# WORK INSTRUCTION:
Answer these questions from the text on the CAST-R system below:
1. In which journal was the study published?
2. How many paralleled antibiotic-exposure reactions does the automated CAST-R process handle?
3. On how many Acinetobacter baumannii isolates was the new parameter tested against the broth microdilution method?

# TEXT SEGMENT:
· · ·

A team led by researchers from the Qingdao Institute of Bioenergy and Bioprocess Technology (QIBEBT) of the Chinese Academy of Sciences (CAS) and Peking Union Medical College Hospital reports that it has developed an automated system that provides quick, accurate results for determining the best antibiotics at the right dose.
The system, the Clinical Antimicrobials Susceptibility Test Ramanometry (CAST-R), is based on Raman microspectroscopy, a spectroscopic technique that can identify specific molecules. It can offer great potential for the treatment of bloodstream infections in humans, according to the scientists, who published their study, “Rapid, automated, and reliable antimicrobial susceptibility test from positive blood culture by CAST-Rn,” in mLife.
“Antimicrobial susceptibility tests (ASTs) are pivotal in combating multidrug resistant pathogens, yet they can be time-consuming, labor-intensive, and unstable. Using the AST of tigecycline for sepsis as the main model, here we establish an automated system of CAST-R, based on D2O-probed Raman microspectroscopy,” the investigators wrote.
“Featuring a liquid robot for sample pretreatment and a machine learning-based control scheme for data acquisition and quality control, the three-hour, automated CAST-R process accelerates AST by >10-fold, processes 96 paralleled antibiotic-exposure reactions, and produces high-quality Raman spectra. The Expedited Minimal Inhibitory Concentration via Metabolic Activity is proposed as a quantitative and broadly applicable parameter for metabolism-based AST, which shows 99% essential agreement and 93% categorical agreement with the broth microdilution method (BMD) when tested on 100 Acinetobacter baumannii isolates.
“Further tests on 26 clinically positive blood samples for eight antimicrobials, including tigecycline, meropenem, ceftazidime, ampicillin/sulbactam, oxacillin, clindamycin, vancomycin, and levofloxacin reveal 93% categorical agreement with BMD-based results. The automation, speed, reliability, and general applicability of CAST-R suggest its potential utility for guiding the clinical administration of antimicrobials.”

· · ·

# THE DATA:

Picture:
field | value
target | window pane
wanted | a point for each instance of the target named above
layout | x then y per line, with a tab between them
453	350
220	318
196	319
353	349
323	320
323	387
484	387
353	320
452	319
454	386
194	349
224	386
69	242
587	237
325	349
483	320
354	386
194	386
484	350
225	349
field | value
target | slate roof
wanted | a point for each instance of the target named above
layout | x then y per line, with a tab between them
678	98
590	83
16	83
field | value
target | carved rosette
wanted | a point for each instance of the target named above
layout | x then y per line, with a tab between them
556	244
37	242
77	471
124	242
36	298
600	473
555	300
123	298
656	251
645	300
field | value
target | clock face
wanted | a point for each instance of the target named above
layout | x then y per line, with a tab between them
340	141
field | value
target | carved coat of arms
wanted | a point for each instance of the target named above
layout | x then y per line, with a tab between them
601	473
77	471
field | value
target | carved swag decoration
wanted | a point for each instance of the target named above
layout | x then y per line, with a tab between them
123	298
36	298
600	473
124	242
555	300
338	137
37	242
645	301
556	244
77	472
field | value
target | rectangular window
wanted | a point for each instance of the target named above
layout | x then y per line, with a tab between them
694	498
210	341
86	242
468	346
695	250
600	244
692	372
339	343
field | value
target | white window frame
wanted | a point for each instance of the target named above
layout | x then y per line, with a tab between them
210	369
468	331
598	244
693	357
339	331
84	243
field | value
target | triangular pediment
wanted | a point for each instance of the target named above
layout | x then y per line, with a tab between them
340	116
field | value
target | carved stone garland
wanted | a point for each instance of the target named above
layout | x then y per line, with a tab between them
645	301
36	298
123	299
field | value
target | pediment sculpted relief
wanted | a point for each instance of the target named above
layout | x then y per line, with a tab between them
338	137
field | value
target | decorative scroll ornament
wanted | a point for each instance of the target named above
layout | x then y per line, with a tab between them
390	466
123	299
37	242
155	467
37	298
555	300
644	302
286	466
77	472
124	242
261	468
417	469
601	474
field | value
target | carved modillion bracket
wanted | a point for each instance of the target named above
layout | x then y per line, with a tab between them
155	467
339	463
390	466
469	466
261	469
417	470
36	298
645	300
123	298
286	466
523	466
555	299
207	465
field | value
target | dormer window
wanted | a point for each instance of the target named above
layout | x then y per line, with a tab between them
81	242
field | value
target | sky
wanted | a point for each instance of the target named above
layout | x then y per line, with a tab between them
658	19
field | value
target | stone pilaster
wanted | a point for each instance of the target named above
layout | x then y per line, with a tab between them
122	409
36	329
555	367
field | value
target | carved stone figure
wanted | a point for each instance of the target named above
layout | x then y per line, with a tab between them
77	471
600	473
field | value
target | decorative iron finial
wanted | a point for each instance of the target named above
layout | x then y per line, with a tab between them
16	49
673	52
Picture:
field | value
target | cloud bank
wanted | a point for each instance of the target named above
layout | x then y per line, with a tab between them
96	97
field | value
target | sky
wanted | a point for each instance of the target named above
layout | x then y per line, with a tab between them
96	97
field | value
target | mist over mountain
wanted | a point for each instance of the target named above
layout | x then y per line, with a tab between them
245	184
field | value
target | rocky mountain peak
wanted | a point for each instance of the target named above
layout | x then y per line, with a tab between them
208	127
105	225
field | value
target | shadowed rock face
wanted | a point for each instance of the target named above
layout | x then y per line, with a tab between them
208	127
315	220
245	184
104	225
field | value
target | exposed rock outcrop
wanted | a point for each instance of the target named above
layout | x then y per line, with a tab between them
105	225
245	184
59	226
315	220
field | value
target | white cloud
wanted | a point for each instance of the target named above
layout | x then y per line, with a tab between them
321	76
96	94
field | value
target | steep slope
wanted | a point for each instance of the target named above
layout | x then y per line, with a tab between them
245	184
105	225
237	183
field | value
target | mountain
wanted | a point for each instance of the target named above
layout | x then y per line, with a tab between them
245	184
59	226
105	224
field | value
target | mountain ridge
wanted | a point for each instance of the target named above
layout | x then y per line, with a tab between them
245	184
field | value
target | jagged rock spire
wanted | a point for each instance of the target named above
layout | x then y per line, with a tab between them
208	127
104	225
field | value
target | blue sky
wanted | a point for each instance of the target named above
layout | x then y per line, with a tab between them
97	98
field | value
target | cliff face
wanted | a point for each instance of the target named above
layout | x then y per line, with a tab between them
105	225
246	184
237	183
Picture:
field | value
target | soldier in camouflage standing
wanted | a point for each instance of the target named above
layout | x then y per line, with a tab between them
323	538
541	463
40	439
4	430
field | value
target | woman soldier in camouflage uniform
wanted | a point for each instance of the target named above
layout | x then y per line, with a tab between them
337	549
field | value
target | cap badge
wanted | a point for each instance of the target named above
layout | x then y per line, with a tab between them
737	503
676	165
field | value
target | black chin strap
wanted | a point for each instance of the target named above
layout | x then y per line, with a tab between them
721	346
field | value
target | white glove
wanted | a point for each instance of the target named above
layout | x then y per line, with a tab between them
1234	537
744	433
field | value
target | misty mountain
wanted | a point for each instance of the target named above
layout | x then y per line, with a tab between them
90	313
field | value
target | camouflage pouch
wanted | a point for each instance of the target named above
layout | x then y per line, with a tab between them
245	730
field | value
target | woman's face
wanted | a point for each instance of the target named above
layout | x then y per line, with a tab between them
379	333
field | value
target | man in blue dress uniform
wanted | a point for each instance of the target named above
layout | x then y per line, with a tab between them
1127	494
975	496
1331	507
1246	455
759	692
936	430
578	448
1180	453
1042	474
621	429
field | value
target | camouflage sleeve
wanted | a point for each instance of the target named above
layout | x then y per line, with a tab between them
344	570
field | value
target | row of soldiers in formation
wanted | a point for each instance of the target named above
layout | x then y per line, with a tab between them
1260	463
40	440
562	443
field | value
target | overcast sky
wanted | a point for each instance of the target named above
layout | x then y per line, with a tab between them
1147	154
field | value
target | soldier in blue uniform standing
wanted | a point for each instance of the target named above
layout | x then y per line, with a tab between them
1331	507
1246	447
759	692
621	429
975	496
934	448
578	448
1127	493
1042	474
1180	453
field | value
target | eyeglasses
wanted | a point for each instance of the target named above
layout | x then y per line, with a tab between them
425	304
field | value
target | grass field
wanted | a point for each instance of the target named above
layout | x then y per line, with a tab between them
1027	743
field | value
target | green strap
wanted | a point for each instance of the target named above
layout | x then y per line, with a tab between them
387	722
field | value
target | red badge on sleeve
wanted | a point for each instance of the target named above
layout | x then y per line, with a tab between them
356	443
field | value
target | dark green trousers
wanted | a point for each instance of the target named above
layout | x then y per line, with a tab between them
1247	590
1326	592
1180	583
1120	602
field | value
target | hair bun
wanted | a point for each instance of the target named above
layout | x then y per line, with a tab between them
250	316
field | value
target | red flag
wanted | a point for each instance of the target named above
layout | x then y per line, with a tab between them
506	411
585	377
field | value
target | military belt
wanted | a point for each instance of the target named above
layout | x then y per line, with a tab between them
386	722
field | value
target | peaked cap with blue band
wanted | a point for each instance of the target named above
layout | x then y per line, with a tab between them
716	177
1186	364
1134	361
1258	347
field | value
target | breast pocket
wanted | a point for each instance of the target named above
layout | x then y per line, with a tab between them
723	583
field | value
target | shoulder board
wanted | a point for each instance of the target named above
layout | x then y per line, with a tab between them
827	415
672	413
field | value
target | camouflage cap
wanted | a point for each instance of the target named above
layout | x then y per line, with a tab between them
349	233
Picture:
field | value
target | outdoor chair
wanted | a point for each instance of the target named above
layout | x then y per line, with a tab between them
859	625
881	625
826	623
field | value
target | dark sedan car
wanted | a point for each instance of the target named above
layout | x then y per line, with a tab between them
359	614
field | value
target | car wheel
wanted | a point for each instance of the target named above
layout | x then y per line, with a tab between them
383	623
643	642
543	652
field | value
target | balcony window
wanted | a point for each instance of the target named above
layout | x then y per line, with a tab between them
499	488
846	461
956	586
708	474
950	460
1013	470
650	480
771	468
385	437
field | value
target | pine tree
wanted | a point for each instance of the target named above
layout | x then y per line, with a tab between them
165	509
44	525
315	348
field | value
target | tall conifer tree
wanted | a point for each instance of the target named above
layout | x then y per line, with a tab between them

· · ·

# ANSWER SECTION:
1. mLife
2. 96
3. 100